Copy the data below exactly, omitting any picture it contains.

•••••

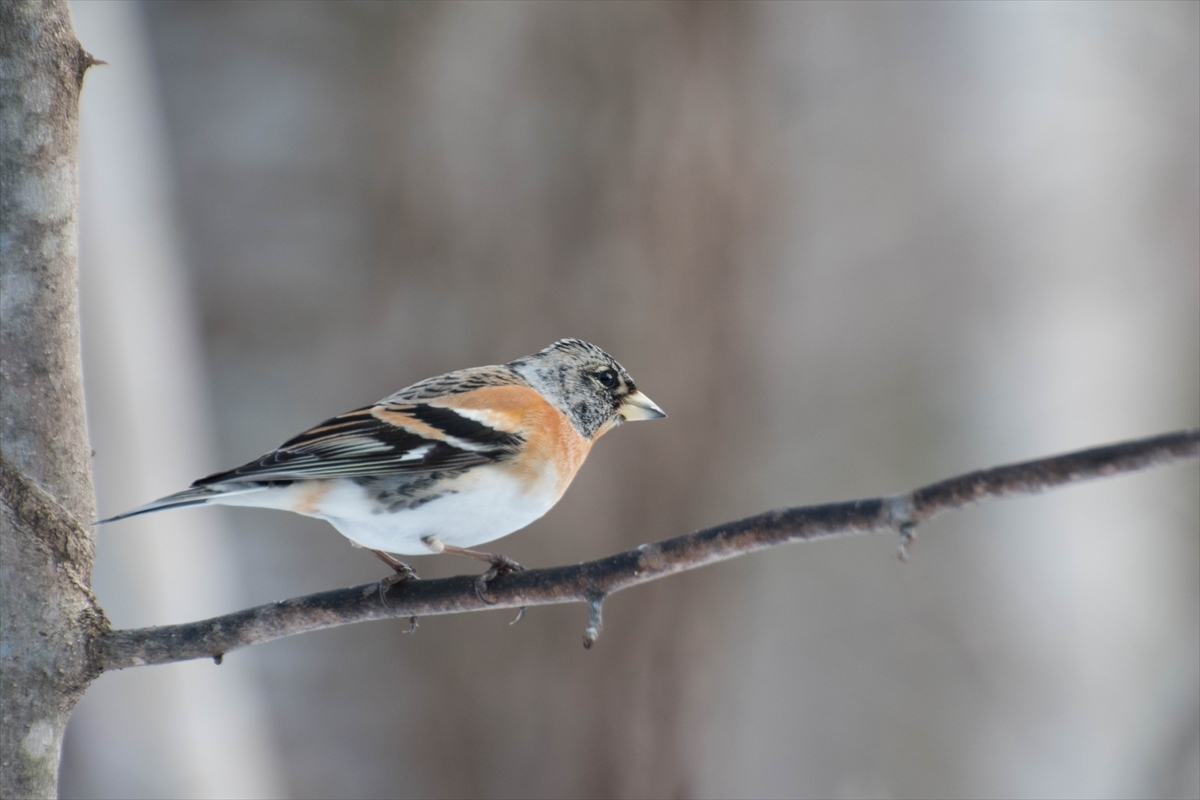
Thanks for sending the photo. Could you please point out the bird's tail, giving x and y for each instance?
(189, 497)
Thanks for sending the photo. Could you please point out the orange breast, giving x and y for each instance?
(551, 440)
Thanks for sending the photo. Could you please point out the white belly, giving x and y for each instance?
(486, 505)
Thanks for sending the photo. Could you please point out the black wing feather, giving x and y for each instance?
(359, 444)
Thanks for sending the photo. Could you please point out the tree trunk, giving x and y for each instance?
(47, 612)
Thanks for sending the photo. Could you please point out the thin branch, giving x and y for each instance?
(593, 581)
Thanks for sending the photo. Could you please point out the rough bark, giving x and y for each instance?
(47, 612)
(591, 582)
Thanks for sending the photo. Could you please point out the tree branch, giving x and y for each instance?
(593, 581)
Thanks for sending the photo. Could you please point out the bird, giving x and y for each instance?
(444, 465)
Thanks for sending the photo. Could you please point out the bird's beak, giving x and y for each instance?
(640, 407)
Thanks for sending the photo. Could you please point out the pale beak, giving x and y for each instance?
(640, 407)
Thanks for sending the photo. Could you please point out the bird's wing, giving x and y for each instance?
(384, 439)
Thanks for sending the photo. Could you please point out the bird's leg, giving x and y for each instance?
(501, 564)
(402, 571)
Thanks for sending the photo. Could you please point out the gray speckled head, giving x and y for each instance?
(581, 380)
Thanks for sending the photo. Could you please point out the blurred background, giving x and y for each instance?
(851, 248)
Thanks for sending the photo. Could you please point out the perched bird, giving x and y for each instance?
(449, 463)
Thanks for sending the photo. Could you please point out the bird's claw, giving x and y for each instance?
(402, 573)
(501, 565)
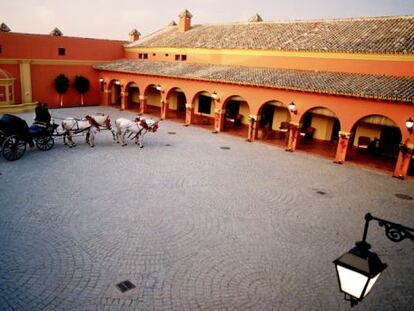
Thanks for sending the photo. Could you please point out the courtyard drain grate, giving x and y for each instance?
(404, 196)
(125, 286)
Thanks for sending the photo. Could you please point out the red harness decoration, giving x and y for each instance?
(93, 122)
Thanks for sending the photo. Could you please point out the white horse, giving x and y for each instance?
(90, 124)
(136, 128)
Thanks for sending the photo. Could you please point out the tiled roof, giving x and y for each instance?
(359, 35)
(347, 84)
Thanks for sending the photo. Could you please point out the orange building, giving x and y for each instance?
(343, 88)
(32, 62)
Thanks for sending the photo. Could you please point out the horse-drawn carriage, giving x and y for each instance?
(15, 134)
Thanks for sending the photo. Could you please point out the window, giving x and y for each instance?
(204, 104)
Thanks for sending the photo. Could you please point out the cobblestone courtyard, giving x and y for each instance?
(192, 225)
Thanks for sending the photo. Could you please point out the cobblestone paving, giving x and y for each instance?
(193, 226)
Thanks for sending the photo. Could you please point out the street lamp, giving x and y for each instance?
(409, 124)
(359, 269)
(292, 108)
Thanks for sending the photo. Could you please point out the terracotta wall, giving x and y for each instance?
(41, 51)
(349, 110)
(43, 88)
(33, 46)
(397, 65)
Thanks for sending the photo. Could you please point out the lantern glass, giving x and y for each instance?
(351, 282)
(409, 123)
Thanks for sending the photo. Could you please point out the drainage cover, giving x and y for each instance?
(125, 286)
(404, 196)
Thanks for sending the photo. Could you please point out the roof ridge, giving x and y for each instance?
(316, 20)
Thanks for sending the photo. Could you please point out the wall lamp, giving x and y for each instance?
(292, 108)
(409, 124)
(359, 269)
(102, 83)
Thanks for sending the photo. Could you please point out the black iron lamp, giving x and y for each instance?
(102, 83)
(214, 95)
(292, 108)
(359, 269)
(409, 124)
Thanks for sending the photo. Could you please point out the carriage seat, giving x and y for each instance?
(363, 142)
(37, 130)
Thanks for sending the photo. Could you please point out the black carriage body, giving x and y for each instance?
(13, 125)
(15, 134)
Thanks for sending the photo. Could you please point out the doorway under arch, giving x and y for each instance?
(375, 142)
(115, 98)
(132, 102)
(236, 116)
(273, 123)
(176, 100)
(319, 132)
(203, 108)
(153, 100)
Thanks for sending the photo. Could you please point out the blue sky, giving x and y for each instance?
(114, 19)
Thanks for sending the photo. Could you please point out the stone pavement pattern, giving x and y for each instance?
(193, 226)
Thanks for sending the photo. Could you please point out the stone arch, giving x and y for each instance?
(114, 92)
(381, 133)
(236, 113)
(273, 121)
(176, 101)
(320, 123)
(133, 92)
(153, 98)
(202, 105)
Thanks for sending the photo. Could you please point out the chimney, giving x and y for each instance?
(134, 35)
(4, 28)
(255, 19)
(184, 23)
(56, 32)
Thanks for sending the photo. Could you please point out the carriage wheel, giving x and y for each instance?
(45, 143)
(13, 148)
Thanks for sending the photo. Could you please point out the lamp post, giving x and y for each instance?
(292, 108)
(359, 269)
(409, 124)
(214, 95)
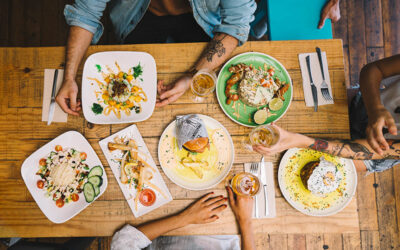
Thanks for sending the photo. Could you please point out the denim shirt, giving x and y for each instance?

•••••

* OUTPUT:
Thanks for sending the photo. Could you please point out the bird's tail, giving x and y for each instance?
(189, 497)
Thanks for sending the photo. Could you please point out the orange breast, giving x and y for each instance?
(551, 440)
Thanks for sending the photo. Could you please point out the white belly, giving x and y for each instance?
(486, 505)
Thanks for sending the photo. Could you please point out the black wing feather, giving x and y for each instance?
(359, 444)
Thanks for sending the photo. Could you please point out the tree trunk, giving x and y for each instance?
(47, 612)
Thanks for sending the photo. Could you please point out the thin branch, giving x and y for each instance?
(593, 581)
Thanks for sending the photo. Could you please point out the rough bark, giving x and y for each instance?
(47, 612)
(591, 582)
Thanks for sending the photo. Could you please point out the tree branch, giving x and y for each instance?
(593, 581)
Thanks for sending the photo. Could you please point out the bird, giving x and y for each instance?
(444, 465)
Thanks for sending the photo. Could you please point out the bird's beak, giving x and y for each instance?
(640, 407)
Thanks for sending the photo. Could you please point out the pale beak, giving x and y for each instance?
(640, 407)
Thanks for sending the photo. Could you please point out the bird's wing, giving x and y for each instance?
(384, 439)
Thanks for sending the photo. Could you please point out the bird's leg, giving x and y for each instance?
(501, 564)
(402, 571)
Thanks for sending the photo. Could you please point out the gray speckled head, giving x and y for each instance?
(581, 380)
Thanks for sending the photo. Could you please point out the blurred background, giving x and y for each instance?
(851, 248)
Thanks for sending the photo. Could you please point out the perched bird, giving x and y for each instance?
(449, 463)
Thanks for sending the photo. Could you please point out the bird's claw, giving x and y for each instance?
(402, 573)
(501, 565)
Thanks for sending the photo. Could you please point out the courtyard drain grate, giving x and y for each instance?
(404, 196)
(125, 286)
Thanks for sending the photo. Could you please point out the red harness decoration, giving x and y for each instance?
(93, 122)
Thanks for sending the photo. Could you please point out the white horse, giving x and y for each instance?
(90, 124)
(136, 128)
Thanks for sending the photo. Could you please point out the tiled roof, giving x and y for each instance?
(359, 35)
(347, 84)
Thanks for sending the photo. Could you please point out the orange building, giving x and y for each instance?
(343, 88)
(32, 62)
Thanks for sending the photo. Could you please point out the horse-drawn carriage, giving x and y for each instance?
(15, 134)
Thanks for sending the photo. Could you please point out the window, giving x and y for each instance?
(204, 104)
Thanks for sending the photo. Could you please point out the cobblestone courtyard, giving x and y for each instance?
(192, 225)
Thanks for sending the photo. Could you please point out the cobblestone paving, giving x and y for each instance?
(193, 226)
Thanks for sending the photo. Could you please point out the street lamp, giving x and y for each instance?
(409, 124)
(359, 269)
(292, 108)
Thanks for sending the photo. Could you please point out the terracotta wall, giving x and y for each instance?
(41, 51)
(349, 110)
(43, 88)
(33, 46)
(397, 65)
Thanks for sending the photo. Could you please point out the lantern glass, giving x and y for each instance?
(351, 282)
(409, 123)
Thanks for sending the photo. Could you please point out the drainage cover, giving x and y for each instance?
(125, 286)
(404, 196)
Thanks for sending the photo. Could you please point out the roof ridge, giving x and y for each instance?
(316, 20)
Thanks for sending the photo. Could you please point out the wall lamp, giving x and y for each instance?
(292, 108)
(409, 124)
(359, 269)
(102, 83)
Thanks for sending the photo. Could you please point out the black iron lamp, giving x and y for each instance?
(102, 83)
(214, 95)
(292, 108)
(359, 269)
(409, 124)
Thanks for sending the photo. Could you please point out the carriage seat, giving x and y for each instance?
(363, 142)
(37, 130)
Thanks for sending the photo. Could you please point out the black carriage body, giving x and y for each instance?
(13, 125)
(15, 134)
Thanks for sending the photo. Could you please point out the doorway under arch, giving x and y for each instance?
(375, 142)
(115, 98)
(132, 102)
(236, 116)
(273, 123)
(176, 100)
(319, 132)
(203, 108)
(153, 100)
Thanks for sending the photo. Could you please point out the blue sky, giving x and y for each instance?
(114, 19)
Thanks for sending the photo. Could you please point out the stone pavement pattern, giving x and y for each instance?
(193, 226)
Thanks for sending the photo. Could you please point out the stone arch, giving x and y for each instance?
(114, 92)
(381, 133)
(236, 113)
(273, 121)
(176, 101)
(320, 123)
(133, 92)
(153, 98)
(202, 105)
Thanks for sending the photo. Could you please point out the chimney, giving x and y for each instance?
(134, 35)
(4, 28)
(255, 19)
(184, 23)
(56, 32)
Thanks for sending the photo. Could you please point out the carriage wheel, giving x and y for each instance?
(45, 143)
(13, 148)
Thanks for sending the photo. Could you please point out the lamp post, giving x and y for each instance?
(292, 108)
(359, 269)
(409, 124)
(214, 95)
Thanks for sending the photo. Could you please point out the denim shirt, giving x and y for each instance?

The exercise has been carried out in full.